§ SUPPLIED INFORMATION
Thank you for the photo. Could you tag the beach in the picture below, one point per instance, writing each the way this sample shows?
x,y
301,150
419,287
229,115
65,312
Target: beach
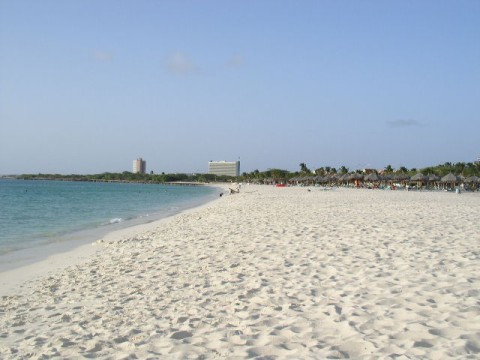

§ TASK DIRECTIONS
Scan the data above and report each line in which "beach" is present.

§ RESULT OF THE TASK
Thank you for the photo. Could you tag the beach in the picture below, one point per instance, writing each the way this sample shows?
Target: beach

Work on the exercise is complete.